• TUJUAN
Lanjutkan teks tentang bank run di bawah ini, mulai tepat setelah kalimat terakhirnya.

• TEKS KUTIPAN
Bank run pada tahun tersebut sampai membuat 16 bank tutup. Bank run atau rush money juga sempat membuat Bank Central Asia (BCA) oleng. Pada tahun 1998, BCA menjadi Bank Take Over (BTO) dan disertakan dalam program rekapitalisasi dan restrukturisasi yang dilaksanakan oleh Badan Penyehatan Perbankan Nasional (BPPN).

Kenapa terjadi bank run?

Ada beberapa pemicu bank run. Seperti rasio likuiditas bank atau Loan-to-Deposit Ratio (LDR) secara ideal berada di kisaran 80-90 persen. Semakin rendah LDR, maka dapat mensinyalir bahwa bank tersebut tidak menghasilkan margin yang tinggi. Sebaliknya, semakin tinggi LDR, apalagi di atas rata-rata, walaupun margin lebih tinggi, terdapat risiko bahwa bank tersebut tidak memiliki dana yang cukup saat terdapat kebutuhan dana.

Selain itu saat terjadi penarikan dana abnormal, maka bank terpaksa menjual aset. Yang menambah kekhawatiran saat aset yang dimiliki dijual di bawah nilai pasar, maka bank akan merealisasikan kerugian yang semakin tinggi.

Bank run terjadi akibat nasabah dari bank tersebut, baik individu maupun korporasi tidak dapat menarik dana yang cukup untuk menjalankan operasional, termasuk membayar gaji karyawan. Adanya bank run dan kesulitan likuiditas pada suatu bank, akan membuat naiknya premi risiko sehingga bank tersebut terpaksa mendapatkan pendanaan dengan biaya bunga yang lebih tinggi.

Pada akhirnya, di saat yang sama, terdapat risiko domino effect terhadap bank lain secara keseluruhan dan sektor riil. Hal ini akan mengakibatkan risiko sistemik atau terjadinya kegagalan sistem keuangan dan berdampak pada pelemahan ekonomi.

Bank run pada bank digital

Tidak seperti bank tradisional, yang membayangkan orang-orang mengantri di cabang-cabang untuk menarik uang mereka secara langsung, bank digital menghadapi efek bola salju yang lebih cepat. Ini karena obrolan di media sosial. Status dan komentar di media sosial bisa menambah rasa panik nasabah.

• ENTRI DATA

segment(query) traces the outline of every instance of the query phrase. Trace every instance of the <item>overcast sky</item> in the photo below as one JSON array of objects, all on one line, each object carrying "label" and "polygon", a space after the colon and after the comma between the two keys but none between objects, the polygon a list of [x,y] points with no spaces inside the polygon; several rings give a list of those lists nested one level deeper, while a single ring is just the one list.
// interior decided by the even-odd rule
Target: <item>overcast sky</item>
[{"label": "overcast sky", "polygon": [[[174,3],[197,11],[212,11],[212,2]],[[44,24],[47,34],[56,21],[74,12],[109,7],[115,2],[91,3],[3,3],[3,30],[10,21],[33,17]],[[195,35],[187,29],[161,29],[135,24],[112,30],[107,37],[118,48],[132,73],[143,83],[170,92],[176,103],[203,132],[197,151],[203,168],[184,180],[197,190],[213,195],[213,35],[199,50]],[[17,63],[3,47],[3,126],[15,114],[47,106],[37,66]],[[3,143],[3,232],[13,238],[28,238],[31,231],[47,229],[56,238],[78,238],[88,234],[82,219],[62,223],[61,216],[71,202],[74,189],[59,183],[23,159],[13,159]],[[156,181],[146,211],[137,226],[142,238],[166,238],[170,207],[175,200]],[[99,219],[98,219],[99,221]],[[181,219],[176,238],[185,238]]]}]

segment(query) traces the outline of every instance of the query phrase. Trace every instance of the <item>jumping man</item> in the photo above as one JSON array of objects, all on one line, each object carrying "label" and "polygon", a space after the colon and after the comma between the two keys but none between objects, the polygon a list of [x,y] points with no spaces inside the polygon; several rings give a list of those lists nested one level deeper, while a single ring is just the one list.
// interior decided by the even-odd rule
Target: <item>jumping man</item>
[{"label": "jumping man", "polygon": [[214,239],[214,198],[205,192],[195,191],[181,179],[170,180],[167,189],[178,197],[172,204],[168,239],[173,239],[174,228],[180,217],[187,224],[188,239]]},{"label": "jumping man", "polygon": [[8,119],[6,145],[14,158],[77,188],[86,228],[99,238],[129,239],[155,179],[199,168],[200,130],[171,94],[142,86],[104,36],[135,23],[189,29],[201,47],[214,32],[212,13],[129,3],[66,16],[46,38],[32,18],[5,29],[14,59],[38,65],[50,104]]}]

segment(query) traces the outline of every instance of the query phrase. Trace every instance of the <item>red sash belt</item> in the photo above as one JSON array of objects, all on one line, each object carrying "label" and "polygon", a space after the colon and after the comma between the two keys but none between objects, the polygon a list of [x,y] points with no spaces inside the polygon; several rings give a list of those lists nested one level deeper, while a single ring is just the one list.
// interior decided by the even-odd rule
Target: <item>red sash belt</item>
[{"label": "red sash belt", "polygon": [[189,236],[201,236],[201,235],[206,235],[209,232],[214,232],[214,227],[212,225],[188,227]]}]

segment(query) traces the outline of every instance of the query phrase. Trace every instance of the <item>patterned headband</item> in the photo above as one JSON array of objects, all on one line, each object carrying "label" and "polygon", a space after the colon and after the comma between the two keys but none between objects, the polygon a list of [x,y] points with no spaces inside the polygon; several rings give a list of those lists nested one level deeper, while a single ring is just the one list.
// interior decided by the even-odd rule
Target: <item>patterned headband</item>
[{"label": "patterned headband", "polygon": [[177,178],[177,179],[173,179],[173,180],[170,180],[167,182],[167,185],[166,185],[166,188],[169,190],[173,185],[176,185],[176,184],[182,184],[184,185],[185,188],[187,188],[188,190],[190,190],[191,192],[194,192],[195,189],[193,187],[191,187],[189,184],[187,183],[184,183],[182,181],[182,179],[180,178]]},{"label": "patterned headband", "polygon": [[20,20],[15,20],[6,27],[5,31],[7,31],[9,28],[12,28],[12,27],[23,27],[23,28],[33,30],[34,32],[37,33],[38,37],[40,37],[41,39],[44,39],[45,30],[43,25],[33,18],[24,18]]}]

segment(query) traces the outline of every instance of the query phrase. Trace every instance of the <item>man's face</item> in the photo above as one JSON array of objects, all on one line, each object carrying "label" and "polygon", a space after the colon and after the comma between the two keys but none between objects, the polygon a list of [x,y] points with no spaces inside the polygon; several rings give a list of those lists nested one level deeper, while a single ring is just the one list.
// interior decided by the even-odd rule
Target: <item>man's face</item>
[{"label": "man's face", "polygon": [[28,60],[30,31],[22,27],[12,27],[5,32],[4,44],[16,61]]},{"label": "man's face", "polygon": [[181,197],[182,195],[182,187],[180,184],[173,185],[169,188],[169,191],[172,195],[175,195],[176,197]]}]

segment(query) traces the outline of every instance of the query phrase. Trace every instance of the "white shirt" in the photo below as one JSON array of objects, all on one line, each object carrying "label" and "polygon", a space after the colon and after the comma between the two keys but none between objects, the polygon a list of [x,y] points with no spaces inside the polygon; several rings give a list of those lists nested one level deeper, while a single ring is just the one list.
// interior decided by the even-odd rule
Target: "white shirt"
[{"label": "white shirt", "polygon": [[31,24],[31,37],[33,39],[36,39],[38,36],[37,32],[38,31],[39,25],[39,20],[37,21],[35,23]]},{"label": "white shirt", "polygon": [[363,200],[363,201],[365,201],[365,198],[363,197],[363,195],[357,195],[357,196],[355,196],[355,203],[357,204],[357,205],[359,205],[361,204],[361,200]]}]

• JAWABAN
Lihat saja unggahan di Twitter dengan informasi negatif tentang Silicon Valley Bank yang berkontribusi pada penarikan deposan sebesar US$40 miliar atau sekitar 23 persen dari total simpanan dalam hitungan jam. Akibatnya memacu kegagalan bank. Sementara Washington Mutual pada 2008 membutuhkan waktu lebih lama yakni sembilan hari untuk kehilangan US$17 miliar (9 persen dari simpanannya).

Daniel Beunza, Profesor Ilmu Sosial Keuangan di City, University of London mengatakan, bank digital seperti mendapat ancaman baru terhadap stabilitas keuangan yang membuat regulator dan investor terjaga di malam hari. Seperti aset beracun dari krisis keuangan global 2008, mereka berasal dari kombinasi teknologi baru yakni media sosial, khususnya Twitter – dan kompleksitas lama sektor keuangan, dalam hal ini ‘perbankan fraksional’.

Ia memaparkan, bank hanya menyimpan sebagian kecil dari uang yang dipercayakan kepada mereka, menginvestasikan sisanya untuk keuntungan. Ini berarti jika cukup banyak deposan meminta uang mereka kembali –biasanya karena takut gagal– bank tidak akan memiliki cukup uang.

“Parahnya lagi, kekhawatiran terhadap satu bank dapat menyebar ke bank lain, menyebabkan kepanikan terhadap industri perbankan, meluasnya kegagalan bank, dan akhirnya, resesi ekonomi,” kata Prof Beunza, mengutip The Conversation.

Krisis Silicon Valley Bank menunjukkan bagaimana bahaya perbankan fraksional dapat diperparah oleh media sosial. Berbeda dengan situasi seperti antrean nasabah di kantor cabang bank, informasi negatif sulit menyebar dari satu nasabah ke nasabah lain sebelum ada media sosial.

Seperti dalam makalah penelitian baru yang tidak ditinjau oleh rekan sejawat, peningkatan tweet negatif tentang Silicon Valley Bank sebelum keruntuhannya pada 10 Maret diikuti oleh penurunan harga sahamnya, yang dilihat sebagai proksi untuk simpanan. Para penulis menyimpulkan bahwa “media sosial memang berkontribusi pada larinya dana nasabah Silicon Valley Bank”.

Menghindari bank run

Untuk menghindari jenis penularan yang mengarah pada bank run digital, manajemen bank, investor, dan regulator perlu berhati-hati terhadap apa yang mereka katakan. Bahkan jika mereka tidak memposting di media sosial, investor dan pihak berkepentingan lainnya, dan diskusi mereka dapat memengaruhi sentimen tentang bank.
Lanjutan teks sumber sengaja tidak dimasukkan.